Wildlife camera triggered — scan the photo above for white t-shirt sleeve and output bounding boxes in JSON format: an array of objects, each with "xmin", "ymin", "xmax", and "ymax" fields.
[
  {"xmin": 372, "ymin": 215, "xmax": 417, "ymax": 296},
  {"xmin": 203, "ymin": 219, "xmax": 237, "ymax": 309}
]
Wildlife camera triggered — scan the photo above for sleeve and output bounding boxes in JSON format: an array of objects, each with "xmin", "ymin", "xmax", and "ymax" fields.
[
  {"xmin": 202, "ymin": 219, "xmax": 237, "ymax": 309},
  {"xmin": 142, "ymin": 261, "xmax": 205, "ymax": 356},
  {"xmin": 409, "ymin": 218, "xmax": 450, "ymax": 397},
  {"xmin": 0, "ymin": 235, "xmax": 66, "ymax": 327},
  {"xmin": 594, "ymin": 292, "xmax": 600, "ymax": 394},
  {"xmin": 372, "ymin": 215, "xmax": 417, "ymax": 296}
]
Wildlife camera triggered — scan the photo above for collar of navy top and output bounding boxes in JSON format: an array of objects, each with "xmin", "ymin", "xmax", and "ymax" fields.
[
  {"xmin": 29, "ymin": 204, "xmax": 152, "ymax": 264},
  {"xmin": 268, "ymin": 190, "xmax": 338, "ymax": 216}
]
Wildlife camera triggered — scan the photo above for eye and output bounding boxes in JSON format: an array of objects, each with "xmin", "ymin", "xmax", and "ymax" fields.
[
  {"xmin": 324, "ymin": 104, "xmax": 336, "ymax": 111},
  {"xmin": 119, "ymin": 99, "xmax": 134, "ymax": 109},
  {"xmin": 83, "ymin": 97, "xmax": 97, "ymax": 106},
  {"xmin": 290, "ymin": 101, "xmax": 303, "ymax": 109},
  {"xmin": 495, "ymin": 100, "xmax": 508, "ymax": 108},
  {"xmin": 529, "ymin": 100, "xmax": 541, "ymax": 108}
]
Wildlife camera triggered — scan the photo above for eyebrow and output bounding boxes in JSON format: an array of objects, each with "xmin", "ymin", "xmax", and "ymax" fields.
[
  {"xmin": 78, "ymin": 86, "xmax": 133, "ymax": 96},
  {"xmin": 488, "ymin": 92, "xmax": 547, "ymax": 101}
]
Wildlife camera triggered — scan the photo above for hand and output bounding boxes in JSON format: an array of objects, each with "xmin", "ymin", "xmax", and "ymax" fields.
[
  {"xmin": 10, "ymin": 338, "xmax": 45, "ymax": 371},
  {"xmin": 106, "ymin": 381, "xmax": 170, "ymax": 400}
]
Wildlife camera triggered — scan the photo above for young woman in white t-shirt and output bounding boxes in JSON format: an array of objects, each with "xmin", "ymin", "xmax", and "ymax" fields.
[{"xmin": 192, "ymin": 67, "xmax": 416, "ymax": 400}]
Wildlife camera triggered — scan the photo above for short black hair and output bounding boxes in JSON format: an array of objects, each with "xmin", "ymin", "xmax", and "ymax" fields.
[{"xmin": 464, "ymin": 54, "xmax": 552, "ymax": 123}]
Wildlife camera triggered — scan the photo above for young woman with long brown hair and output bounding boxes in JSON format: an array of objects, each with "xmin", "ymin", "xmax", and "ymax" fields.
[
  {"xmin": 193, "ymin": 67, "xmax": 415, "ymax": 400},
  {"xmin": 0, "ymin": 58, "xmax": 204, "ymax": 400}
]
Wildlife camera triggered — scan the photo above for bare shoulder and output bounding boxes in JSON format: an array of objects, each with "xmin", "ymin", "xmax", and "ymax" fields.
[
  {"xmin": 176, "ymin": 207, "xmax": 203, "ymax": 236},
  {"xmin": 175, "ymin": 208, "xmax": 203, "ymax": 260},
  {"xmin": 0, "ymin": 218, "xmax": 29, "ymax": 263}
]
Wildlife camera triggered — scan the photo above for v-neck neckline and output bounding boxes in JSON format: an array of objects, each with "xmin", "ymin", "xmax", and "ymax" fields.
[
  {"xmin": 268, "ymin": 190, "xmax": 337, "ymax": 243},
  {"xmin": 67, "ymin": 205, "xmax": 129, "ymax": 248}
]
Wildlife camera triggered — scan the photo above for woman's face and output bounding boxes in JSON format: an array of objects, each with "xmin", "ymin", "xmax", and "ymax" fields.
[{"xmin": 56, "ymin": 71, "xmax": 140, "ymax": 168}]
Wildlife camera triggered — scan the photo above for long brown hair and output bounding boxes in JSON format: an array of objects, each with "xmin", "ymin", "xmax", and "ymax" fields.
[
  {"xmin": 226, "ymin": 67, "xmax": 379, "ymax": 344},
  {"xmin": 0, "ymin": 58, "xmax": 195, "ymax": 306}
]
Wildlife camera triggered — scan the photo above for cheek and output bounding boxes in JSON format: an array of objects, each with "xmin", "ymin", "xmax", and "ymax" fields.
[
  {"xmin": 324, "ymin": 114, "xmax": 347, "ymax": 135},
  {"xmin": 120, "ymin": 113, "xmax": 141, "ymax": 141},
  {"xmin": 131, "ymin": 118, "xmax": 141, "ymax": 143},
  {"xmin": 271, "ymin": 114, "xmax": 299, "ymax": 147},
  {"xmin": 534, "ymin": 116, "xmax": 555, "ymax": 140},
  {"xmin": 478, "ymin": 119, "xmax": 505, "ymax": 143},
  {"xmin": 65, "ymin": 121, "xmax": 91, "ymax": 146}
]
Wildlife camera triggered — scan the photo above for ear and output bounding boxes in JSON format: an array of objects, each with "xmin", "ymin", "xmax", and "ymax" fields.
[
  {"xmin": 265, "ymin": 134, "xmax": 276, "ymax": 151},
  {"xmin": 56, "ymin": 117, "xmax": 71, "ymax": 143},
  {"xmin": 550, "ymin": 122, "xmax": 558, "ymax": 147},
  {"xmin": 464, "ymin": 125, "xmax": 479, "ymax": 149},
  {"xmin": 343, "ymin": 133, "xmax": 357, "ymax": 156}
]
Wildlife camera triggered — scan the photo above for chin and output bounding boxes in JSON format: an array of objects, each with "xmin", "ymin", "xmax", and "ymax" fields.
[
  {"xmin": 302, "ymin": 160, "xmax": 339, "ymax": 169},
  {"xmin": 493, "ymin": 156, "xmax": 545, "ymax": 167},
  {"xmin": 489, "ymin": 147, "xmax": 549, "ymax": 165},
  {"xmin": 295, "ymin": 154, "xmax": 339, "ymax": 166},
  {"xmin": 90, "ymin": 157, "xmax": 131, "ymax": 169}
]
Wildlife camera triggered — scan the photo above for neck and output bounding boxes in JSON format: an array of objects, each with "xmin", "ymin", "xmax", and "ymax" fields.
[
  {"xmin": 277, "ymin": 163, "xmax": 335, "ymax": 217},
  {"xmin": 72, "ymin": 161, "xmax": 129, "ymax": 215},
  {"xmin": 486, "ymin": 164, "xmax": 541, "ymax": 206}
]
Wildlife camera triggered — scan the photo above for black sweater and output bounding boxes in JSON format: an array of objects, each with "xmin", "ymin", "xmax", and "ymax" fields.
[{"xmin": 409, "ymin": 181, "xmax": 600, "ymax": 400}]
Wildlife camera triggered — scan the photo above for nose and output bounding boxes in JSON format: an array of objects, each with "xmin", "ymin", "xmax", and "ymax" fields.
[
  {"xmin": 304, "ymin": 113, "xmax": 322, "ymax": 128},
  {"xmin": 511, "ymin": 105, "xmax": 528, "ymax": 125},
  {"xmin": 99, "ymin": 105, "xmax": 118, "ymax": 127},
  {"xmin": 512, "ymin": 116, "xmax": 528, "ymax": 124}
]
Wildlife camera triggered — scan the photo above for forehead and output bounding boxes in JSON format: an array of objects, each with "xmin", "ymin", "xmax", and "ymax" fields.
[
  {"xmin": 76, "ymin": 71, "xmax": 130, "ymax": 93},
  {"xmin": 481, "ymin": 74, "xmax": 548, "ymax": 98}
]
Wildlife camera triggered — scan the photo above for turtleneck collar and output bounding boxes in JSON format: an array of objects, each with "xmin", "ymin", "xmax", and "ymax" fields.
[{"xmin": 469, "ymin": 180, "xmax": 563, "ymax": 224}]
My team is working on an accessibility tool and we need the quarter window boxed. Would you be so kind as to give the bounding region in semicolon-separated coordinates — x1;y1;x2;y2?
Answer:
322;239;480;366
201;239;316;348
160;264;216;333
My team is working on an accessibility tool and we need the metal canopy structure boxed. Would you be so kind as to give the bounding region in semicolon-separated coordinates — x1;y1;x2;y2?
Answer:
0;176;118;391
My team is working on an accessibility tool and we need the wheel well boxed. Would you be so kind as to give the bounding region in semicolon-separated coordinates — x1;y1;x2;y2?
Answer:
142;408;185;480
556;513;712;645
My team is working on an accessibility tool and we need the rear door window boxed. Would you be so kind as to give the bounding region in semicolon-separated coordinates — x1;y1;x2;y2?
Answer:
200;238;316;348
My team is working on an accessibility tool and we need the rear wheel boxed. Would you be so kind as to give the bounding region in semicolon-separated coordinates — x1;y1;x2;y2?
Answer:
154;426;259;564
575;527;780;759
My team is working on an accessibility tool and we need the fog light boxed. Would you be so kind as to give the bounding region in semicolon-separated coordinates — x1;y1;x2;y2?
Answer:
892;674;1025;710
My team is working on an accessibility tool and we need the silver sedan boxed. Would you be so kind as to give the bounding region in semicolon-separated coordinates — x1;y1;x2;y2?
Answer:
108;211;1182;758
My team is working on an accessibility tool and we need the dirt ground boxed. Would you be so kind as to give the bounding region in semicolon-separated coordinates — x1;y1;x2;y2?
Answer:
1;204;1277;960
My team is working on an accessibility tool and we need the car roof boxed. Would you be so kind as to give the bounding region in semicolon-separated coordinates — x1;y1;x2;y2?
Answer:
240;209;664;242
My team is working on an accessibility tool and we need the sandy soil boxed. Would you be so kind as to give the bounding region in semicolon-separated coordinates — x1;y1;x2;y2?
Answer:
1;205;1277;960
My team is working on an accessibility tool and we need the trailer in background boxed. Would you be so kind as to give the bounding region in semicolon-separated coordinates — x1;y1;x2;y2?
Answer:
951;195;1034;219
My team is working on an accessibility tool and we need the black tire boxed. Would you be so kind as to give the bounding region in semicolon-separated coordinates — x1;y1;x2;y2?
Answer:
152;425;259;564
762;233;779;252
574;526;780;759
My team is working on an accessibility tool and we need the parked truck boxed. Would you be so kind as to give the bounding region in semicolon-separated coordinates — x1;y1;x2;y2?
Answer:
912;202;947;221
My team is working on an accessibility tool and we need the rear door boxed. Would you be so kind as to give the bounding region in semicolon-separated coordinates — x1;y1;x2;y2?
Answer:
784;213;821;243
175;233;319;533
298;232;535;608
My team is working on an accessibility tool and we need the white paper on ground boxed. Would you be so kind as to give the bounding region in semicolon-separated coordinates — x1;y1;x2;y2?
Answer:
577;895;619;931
........
§ **Aim of the task**: Print only these lines, exactly: the one containing "need the white" and all after it to the end of the entries.

§ **Task solution**:
My team is working on an accessibility tool and we need the white paper on ground boxed. Would you be so kind as to give the bounding region in semicolon-separated coordinates — x1;y1;x2;y2?
Answer:
577;895;619;931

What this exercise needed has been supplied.